Your task is to write out the lines from the line containing "Could you please identify the blue" through the last line of the material, exactly.

+++ Recorded data

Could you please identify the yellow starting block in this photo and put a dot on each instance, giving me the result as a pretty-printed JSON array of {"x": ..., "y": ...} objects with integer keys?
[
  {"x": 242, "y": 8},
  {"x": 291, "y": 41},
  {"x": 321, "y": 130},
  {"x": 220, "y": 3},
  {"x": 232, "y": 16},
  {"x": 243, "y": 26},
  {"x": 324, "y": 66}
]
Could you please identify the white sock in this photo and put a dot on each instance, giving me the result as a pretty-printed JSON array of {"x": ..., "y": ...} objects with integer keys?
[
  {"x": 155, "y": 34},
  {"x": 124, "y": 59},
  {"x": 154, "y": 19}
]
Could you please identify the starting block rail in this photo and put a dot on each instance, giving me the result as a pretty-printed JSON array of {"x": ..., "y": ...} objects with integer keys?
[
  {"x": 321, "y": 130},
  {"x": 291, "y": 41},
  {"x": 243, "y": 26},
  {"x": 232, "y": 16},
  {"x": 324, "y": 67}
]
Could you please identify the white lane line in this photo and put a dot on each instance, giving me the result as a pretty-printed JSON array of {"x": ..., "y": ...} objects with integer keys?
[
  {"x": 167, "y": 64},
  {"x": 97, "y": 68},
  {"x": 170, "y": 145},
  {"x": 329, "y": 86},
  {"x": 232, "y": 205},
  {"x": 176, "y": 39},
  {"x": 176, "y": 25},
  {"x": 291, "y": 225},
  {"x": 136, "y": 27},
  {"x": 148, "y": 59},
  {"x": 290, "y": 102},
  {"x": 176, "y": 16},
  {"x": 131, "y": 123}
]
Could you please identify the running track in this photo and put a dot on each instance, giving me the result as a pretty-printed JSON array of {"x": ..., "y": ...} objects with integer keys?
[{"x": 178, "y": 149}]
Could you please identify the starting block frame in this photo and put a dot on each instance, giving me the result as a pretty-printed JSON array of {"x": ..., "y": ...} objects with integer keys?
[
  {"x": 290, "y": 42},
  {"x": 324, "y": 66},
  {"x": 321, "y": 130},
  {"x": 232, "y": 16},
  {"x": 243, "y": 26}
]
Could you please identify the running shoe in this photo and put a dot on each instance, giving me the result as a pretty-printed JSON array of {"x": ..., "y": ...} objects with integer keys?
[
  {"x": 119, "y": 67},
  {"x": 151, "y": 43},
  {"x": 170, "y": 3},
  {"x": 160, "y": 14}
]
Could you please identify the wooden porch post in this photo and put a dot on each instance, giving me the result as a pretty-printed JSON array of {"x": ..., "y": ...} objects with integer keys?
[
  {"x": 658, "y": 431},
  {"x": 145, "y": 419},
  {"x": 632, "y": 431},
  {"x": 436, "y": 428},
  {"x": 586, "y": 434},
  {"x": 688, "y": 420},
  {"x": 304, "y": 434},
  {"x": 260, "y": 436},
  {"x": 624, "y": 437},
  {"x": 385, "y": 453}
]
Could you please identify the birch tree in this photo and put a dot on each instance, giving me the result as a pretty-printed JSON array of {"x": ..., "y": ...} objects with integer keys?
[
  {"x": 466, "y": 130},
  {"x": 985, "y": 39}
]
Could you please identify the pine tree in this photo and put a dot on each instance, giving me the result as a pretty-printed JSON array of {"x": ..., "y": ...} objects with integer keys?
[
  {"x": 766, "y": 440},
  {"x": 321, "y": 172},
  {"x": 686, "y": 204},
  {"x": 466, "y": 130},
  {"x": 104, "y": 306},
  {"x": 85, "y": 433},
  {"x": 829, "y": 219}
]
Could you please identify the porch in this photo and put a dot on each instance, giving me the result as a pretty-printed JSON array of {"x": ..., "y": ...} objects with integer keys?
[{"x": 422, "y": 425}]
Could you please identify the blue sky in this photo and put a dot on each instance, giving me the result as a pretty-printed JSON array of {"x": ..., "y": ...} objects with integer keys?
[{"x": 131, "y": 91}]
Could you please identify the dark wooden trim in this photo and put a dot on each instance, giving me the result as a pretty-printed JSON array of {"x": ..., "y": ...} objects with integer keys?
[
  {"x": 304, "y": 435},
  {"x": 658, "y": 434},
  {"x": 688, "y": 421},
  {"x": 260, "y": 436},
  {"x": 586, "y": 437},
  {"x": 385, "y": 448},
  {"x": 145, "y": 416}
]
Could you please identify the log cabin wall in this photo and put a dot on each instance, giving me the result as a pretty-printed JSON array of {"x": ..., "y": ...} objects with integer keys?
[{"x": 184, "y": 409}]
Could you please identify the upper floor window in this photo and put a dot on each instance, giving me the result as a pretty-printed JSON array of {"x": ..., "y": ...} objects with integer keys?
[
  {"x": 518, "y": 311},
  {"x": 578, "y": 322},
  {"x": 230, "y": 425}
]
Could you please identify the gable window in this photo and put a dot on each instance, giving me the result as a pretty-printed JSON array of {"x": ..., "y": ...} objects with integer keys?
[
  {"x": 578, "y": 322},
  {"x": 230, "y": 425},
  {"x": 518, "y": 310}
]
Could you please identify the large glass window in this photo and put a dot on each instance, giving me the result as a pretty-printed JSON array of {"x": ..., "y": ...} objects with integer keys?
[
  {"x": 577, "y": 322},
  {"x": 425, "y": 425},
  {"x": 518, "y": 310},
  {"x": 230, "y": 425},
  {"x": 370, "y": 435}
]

++++++

- _Finished task_:
Could you please identify the blue sky in this photo and put a dot on each instance, giving me the result as a pretty-printed JSON array of {"x": ..., "y": ...} objects with integer keys?
[{"x": 131, "y": 91}]
Could you please identify the dark wooden trim in this photo and put a dot on each instance, giving me the result as a pretty-printed JSON array of {"x": ..., "y": ...} objects with integer keys?
[
  {"x": 304, "y": 435},
  {"x": 658, "y": 434},
  {"x": 688, "y": 421},
  {"x": 260, "y": 436},
  {"x": 586, "y": 437},
  {"x": 385, "y": 448},
  {"x": 145, "y": 416}
]
Could you please identify the log cabin wall in this photo and put a dot on each instance, giving me the result as a pretty-printed JSON array of {"x": ..., "y": ...} objects with integer keys?
[{"x": 184, "y": 409}]
Could you please identify the upper floor window in this photo and put a dot on each instance, giving me the result as a pretty-printed JSON array of {"x": ..., "y": ...} objects with integer keys?
[
  {"x": 518, "y": 311},
  {"x": 578, "y": 322},
  {"x": 230, "y": 425}
]
Could you please identify the gable window in this photo and put a dot on each instance, giving me the result as a pretty-printed JSON array of {"x": ..., "y": ...} objects with integer keys?
[
  {"x": 578, "y": 322},
  {"x": 230, "y": 425},
  {"x": 518, "y": 310}
]
Could you please identify the large glass window in this photo and put a dot on each instance, giving me the result as a pretty-printed JSON array of {"x": ..., "y": ...} objects with integer keys?
[
  {"x": 577, "y": 322},
  {"x": 425, "y": 425},
  {"x": 518, "y": 310},
  {"x": 230, "y": 425},
  {"x": 370, "y": 435}
]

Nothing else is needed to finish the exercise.